─── RECORDS PROVIDED ───

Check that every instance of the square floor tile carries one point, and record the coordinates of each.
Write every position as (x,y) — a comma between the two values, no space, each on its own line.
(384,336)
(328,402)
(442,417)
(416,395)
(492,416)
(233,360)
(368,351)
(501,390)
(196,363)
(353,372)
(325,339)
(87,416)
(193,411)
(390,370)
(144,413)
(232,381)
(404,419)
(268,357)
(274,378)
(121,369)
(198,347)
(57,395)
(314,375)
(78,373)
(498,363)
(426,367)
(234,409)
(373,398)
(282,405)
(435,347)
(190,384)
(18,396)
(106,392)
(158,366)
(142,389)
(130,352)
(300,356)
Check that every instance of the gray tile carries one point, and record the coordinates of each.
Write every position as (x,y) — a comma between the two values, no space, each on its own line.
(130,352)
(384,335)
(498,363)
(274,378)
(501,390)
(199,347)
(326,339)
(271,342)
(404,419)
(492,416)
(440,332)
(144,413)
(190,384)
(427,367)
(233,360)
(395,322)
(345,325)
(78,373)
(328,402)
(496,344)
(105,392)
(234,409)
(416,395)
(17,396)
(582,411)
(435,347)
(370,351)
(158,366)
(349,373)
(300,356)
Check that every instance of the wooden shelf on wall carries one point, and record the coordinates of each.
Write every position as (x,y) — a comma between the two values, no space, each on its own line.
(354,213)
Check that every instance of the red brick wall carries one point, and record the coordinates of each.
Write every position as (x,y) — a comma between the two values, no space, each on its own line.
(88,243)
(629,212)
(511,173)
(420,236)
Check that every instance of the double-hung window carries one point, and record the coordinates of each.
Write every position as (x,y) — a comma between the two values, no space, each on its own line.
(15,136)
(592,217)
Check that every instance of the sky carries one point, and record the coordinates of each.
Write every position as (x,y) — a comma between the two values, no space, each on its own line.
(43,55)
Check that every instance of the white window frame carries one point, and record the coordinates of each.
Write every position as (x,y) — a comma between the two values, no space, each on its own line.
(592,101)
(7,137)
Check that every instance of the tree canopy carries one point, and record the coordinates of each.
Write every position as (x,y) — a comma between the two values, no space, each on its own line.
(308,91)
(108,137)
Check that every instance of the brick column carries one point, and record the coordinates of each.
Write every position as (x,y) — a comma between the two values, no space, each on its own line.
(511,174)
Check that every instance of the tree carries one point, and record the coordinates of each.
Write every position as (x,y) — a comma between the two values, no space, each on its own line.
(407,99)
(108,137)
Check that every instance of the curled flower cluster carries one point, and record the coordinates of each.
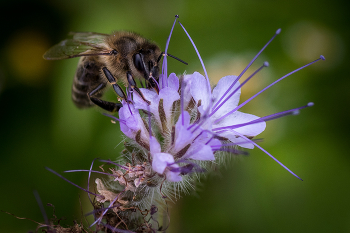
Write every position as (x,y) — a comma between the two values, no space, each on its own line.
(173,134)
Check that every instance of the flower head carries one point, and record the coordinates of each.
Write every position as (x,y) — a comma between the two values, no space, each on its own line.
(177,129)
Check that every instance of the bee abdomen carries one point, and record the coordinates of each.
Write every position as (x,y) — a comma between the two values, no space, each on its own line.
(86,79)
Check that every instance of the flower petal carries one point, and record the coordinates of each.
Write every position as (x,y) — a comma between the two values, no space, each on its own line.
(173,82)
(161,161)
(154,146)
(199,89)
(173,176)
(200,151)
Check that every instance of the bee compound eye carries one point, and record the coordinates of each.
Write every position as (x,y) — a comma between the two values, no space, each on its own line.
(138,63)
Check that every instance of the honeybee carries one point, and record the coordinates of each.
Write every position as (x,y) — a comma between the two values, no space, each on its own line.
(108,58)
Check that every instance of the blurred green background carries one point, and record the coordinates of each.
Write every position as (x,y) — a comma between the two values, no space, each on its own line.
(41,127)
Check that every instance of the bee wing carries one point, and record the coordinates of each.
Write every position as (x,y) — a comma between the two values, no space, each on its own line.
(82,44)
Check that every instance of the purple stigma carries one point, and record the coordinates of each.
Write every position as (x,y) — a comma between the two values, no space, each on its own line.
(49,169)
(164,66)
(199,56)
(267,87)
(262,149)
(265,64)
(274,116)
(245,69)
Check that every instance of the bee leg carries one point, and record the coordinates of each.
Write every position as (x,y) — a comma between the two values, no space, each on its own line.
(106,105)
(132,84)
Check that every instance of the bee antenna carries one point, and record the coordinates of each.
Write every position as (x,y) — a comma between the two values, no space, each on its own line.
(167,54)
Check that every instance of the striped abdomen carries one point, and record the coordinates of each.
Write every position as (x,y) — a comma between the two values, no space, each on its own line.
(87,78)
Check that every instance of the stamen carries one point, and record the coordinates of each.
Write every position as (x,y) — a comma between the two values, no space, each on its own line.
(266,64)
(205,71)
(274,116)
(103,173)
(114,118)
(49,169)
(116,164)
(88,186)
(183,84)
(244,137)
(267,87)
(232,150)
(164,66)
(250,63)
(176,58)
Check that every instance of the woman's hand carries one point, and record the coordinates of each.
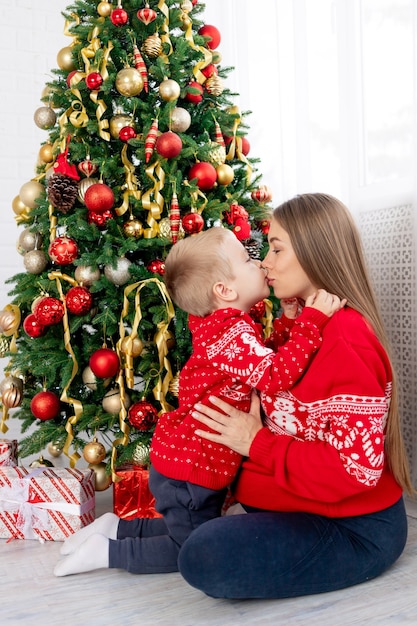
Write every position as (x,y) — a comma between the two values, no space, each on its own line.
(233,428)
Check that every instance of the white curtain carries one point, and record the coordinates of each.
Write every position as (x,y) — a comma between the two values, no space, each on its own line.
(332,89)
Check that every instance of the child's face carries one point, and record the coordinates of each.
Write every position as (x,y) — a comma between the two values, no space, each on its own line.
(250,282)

───
─── RECORDS PROVIDED ───

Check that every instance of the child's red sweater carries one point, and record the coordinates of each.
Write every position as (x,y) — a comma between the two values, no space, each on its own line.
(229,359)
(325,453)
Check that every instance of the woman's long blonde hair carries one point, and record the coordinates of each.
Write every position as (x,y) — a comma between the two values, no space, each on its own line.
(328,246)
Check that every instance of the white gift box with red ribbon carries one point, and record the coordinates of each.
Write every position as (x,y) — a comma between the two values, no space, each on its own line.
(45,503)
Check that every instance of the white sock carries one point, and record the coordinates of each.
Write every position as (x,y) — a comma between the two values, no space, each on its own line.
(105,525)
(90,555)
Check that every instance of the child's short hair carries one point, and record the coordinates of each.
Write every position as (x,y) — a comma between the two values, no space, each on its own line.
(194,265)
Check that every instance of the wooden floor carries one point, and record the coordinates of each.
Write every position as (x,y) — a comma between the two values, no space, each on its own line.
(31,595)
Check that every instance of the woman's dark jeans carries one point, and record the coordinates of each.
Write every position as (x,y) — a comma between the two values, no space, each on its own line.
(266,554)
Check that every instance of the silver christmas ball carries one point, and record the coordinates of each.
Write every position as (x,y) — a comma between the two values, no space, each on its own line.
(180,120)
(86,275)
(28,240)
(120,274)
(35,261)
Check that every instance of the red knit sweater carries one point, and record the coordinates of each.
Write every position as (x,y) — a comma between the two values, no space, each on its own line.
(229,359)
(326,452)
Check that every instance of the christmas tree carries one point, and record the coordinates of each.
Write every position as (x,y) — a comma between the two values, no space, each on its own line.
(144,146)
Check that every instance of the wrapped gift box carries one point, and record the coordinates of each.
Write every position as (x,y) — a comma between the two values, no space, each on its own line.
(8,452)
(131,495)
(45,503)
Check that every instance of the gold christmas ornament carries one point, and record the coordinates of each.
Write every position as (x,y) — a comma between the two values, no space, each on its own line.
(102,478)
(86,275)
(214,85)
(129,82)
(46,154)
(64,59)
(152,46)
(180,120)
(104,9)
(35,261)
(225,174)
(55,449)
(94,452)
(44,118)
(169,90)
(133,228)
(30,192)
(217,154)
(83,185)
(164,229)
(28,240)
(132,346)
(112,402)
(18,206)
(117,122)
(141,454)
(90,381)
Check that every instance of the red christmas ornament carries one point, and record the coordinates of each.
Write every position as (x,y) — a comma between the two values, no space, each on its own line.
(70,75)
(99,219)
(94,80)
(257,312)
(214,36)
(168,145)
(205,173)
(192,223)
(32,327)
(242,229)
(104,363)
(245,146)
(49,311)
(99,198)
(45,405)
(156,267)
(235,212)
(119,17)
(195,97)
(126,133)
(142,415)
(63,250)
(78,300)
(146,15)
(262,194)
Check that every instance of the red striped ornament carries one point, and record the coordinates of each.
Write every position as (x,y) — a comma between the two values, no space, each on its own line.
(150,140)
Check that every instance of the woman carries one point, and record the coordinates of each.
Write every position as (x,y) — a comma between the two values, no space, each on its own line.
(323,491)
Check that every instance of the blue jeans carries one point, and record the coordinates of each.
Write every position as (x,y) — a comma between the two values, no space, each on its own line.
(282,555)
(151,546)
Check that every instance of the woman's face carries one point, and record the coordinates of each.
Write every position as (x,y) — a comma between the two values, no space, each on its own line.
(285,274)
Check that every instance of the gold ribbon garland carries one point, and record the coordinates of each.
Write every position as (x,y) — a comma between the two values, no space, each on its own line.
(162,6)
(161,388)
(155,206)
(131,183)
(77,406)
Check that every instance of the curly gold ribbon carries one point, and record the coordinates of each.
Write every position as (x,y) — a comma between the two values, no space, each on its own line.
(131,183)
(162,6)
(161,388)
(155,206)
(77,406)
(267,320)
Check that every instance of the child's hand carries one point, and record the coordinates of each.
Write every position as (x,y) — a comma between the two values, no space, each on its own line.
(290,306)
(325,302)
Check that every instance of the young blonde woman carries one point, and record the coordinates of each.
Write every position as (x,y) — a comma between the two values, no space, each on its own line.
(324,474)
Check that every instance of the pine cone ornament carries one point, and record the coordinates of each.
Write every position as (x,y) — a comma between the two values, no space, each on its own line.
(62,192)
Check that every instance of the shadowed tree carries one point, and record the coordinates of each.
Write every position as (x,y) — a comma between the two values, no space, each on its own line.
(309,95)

───
─── RECORDS PROVIDED ───

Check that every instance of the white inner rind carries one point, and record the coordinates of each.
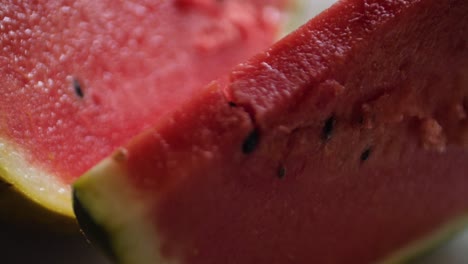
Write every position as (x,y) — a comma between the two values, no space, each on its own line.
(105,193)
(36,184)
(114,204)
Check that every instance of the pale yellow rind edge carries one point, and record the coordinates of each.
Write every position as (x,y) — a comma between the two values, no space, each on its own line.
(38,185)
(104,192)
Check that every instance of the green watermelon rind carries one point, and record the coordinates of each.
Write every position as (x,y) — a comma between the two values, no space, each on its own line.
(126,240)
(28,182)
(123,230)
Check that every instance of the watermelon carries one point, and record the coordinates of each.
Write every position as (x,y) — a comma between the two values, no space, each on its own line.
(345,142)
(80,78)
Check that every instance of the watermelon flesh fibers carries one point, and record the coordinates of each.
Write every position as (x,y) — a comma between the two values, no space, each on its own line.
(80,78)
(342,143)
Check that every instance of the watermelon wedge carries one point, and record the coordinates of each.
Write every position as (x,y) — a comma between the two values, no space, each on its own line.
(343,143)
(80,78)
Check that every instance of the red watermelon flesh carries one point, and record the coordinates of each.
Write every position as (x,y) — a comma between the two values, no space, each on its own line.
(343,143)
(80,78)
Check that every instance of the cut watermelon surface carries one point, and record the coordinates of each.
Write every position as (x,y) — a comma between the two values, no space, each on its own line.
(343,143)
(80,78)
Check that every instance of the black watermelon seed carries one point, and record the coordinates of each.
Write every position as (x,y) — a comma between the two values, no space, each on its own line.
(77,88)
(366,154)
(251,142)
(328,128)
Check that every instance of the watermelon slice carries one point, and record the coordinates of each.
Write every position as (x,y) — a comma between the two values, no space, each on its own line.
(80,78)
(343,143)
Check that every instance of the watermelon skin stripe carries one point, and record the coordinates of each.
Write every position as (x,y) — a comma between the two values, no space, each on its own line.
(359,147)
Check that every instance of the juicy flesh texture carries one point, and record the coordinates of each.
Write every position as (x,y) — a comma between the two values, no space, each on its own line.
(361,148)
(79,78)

───

In the entries above, locate every line with the word "gold" and copy it.

Check that every instance of the gold christmas ornament carries one point, and record the coordinates of each.
Check that every instance of the gold ribbon garland carries one point, and record the coordinates of each.
Check that every instance of the curly gold ribbon carries one point, and record the coordinates of each.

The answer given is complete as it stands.